(TEXT UNDER STUDY Opens)
A team of engineers and physicians from the University of Minnesota’s Twin Cities has designed a unique 3D-printed, light-sensitive medical device that is placed directly on the skin and provides real-time feedback to correlate light exposure with disease flare-ups. The device could help millions of people worldwide with lupus and other light-sensitive diseases by providing access to more personalized treatments and information to determine what is causing their symptoms.
The research was published in Advanced Science, an interdisciplinary premium open access academic journal. The researchers have also applied for a patent on the device, and the technology is available for licensing.
According to the Lupus Foundation of America, approximately 1.5 million Americans, and at least 5 million people worldwide, have some form of lupus. Photosensitivity is common in people with lupus, with 40 to 70 percent of people with lupus finding their disease worsened by exposure to sunlight or even indoor artificial light. The symptoms of these flare-ups for patients with lupus include a rash, joint pain, and fatigue.
“I treat many patients with lupus or related diseases, and clinically it is challenging to predict when patients’ symptoms will flare up,” says dermatologist Dr. David Pearson of the University of Minnesota Medical School and co-author of the study. “We know that ultraviolet light and, in some cases, visible light, can cause flare-ups of symptoms — both on their skin and internally — but we don’t always know what combinations of light wavelengths contribute to symptoms.”
(TEXT UNDER STUDY Closes)
(DATA SUPPLIED Opens)
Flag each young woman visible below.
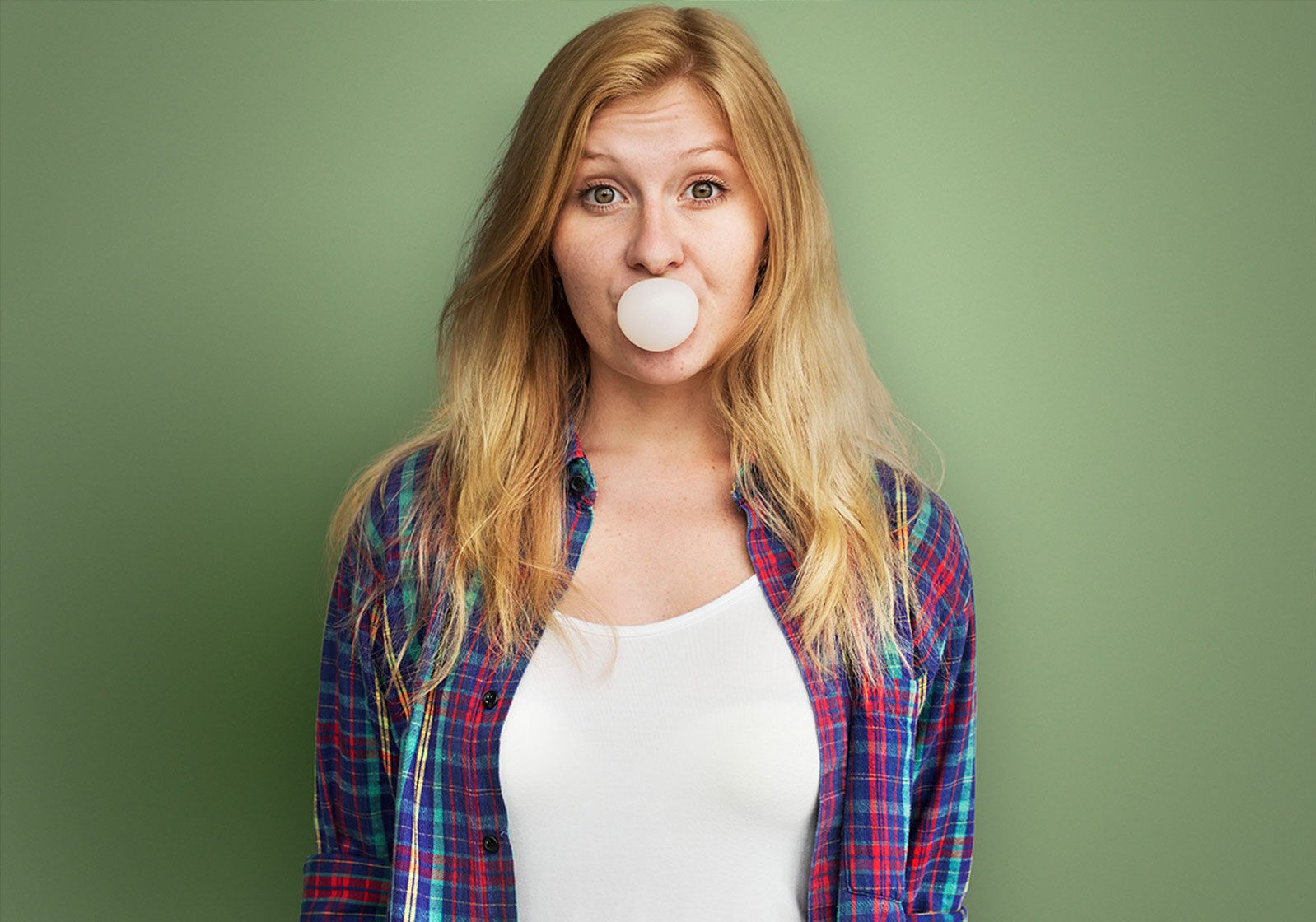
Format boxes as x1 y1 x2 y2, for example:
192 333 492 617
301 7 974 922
(DATA SUPPLIED Closes)
(DATA SUPPLIED Opens)
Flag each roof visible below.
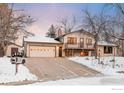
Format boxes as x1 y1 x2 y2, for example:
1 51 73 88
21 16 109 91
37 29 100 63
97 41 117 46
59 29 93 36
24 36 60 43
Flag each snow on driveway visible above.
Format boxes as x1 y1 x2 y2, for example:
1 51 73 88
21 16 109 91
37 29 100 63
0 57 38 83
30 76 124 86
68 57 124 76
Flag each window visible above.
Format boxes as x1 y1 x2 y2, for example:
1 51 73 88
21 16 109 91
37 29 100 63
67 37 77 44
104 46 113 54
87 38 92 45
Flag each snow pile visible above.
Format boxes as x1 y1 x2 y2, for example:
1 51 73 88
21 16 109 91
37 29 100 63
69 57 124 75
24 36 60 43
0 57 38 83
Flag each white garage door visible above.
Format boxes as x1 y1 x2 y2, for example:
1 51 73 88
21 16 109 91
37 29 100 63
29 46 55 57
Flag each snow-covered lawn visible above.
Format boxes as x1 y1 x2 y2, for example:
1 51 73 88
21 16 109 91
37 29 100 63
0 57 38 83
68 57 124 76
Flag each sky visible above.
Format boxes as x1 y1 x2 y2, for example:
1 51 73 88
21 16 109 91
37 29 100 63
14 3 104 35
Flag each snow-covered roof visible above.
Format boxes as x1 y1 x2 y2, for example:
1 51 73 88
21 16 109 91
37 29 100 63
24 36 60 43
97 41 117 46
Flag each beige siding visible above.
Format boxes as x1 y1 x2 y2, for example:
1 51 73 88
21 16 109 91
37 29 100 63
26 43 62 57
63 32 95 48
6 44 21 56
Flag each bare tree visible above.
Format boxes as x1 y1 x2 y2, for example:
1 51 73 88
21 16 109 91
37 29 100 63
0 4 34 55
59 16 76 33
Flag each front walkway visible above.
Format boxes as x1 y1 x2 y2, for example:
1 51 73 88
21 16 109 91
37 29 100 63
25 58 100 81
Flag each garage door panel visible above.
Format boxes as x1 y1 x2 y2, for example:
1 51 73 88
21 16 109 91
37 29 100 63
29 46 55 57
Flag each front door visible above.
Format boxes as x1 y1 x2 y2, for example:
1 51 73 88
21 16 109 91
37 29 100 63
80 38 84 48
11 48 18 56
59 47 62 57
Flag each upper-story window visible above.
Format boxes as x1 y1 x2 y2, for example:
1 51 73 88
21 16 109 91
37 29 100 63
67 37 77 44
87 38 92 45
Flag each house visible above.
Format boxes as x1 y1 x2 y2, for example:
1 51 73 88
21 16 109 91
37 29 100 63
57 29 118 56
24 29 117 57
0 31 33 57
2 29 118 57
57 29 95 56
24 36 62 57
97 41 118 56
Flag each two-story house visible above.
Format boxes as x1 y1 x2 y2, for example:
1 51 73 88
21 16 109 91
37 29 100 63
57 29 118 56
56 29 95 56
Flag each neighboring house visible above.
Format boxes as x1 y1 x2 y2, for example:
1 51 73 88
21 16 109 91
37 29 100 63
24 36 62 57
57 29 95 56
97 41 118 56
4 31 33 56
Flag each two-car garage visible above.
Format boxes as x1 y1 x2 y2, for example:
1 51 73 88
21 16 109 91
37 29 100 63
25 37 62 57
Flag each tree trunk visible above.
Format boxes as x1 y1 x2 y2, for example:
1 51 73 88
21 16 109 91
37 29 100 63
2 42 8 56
(DATA SUPPLIED Closes)
(DATA SUPPLIED Opens)
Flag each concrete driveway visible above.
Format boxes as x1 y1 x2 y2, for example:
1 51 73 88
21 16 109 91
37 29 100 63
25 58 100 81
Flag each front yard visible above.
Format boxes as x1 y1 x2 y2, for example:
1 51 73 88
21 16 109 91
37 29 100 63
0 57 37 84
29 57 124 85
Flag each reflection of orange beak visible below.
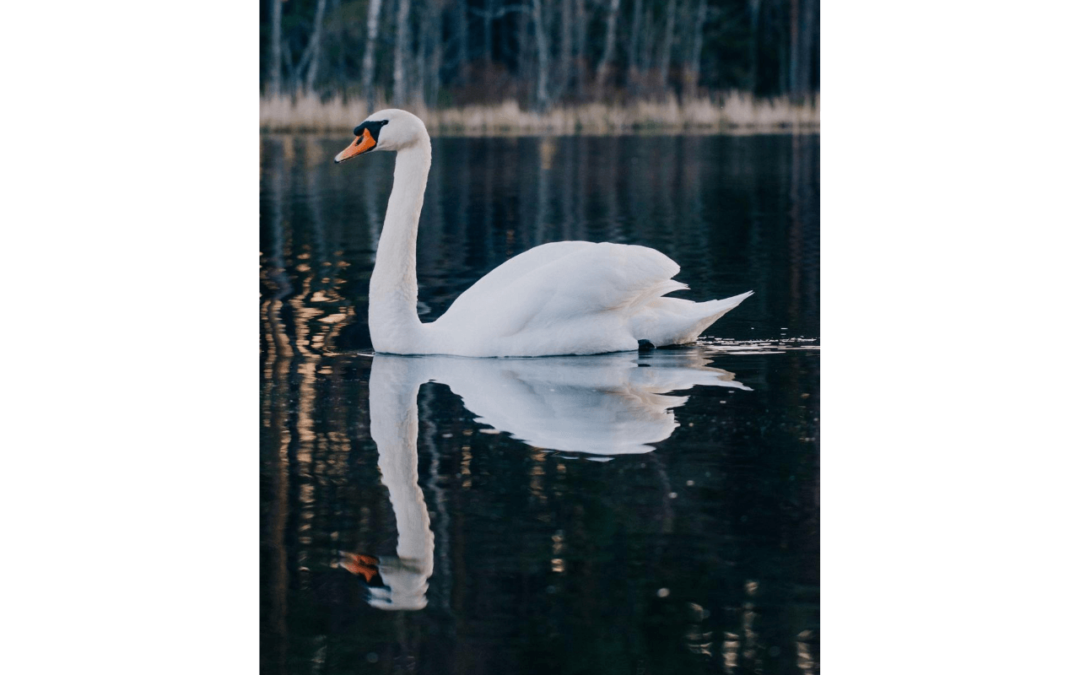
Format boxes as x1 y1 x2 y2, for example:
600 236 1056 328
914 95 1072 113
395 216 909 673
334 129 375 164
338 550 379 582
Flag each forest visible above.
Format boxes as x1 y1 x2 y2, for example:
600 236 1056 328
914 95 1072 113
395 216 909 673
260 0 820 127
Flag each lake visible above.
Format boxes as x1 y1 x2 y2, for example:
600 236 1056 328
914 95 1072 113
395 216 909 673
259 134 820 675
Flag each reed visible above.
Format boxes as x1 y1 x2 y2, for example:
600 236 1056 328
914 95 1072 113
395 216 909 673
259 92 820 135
(DATA SUPPLIED Closes)
REQUIREMENT A: List the flare-up symptoms for lupus patients that the lupus device article names.
REQUIREMENT B: Translate this sentence from the lupus device article into Spanish: "The researchers have also applied for a patent on the device, and the technology is available for licensing."
REQUIREMENT C: Write the next part of the lupus device article, starting right after its final sentence.
The items have nothing to do with the lupus device article.

TASK RESULT A: rash, joint pain, fatigue

TASK RESULT B: Los investigadores también han solicitado una patente para el dispositivo, y la tecnología está disponible para licencias.

TASK RESULT C:
Pearson had heard about the pioneering custom 3D printing of wearable devices pioneered by Michael McAlpine, a mechanical engineering professor at the University of Minnesota and his team, and contacted him to work together on a solution to his problem.
McAlpine’s research group teamed up with Pearson to develop a first-of-its-kind fully 3D-printed device with a flexible UV-visible light detector that can be placed on the skin. The device is integrated with a custom wearable console to continuously monitor light exposure and correlate with symptoms.
“This research builds on our previous work where we developed a fully 3D-printed light-emitting device, but this time instead of emitting light, it receives light,” said McAlpine, a study co-author and Kuhrmeyer Family Chair. Professor in the Department of Mechanical Engineering. “The light is converted into electrical signals to measure it, which could be correlated with flare-ups of the patient’s symptoms in the future.”
McAlpine said developing the device was no easy task, however. The 3D printed device consists of multiple layers of materials printed on a biocompatible silicone base. The layers include electrodes and optical filters. Filters can be replaced depending on the wavelength of light to be assessed. The research team also used zinc oxide to capture the ultraviolet (UV) light and convert it into electrical signals. The device is mounted on the skin and a custom made console is attached to capture and store the data.
The research team has received approval to test the device on humans and will soon begin enrolling participants in the study.
“We know these devices work in the lab, but our next step is to really put them in the hands of patients to see how they work in real life,” Pearson said. “We can give them to participants and track what light they’ve been exposed to and determine how to predict symptoms. We’ll also continue testing in the lab to improve the device.”
McAlpine and Pearson said the 3D printing process is relatively inexpensive and could one day provide easy, fast access to the device without the expensive manufacturing processes of traditional devices.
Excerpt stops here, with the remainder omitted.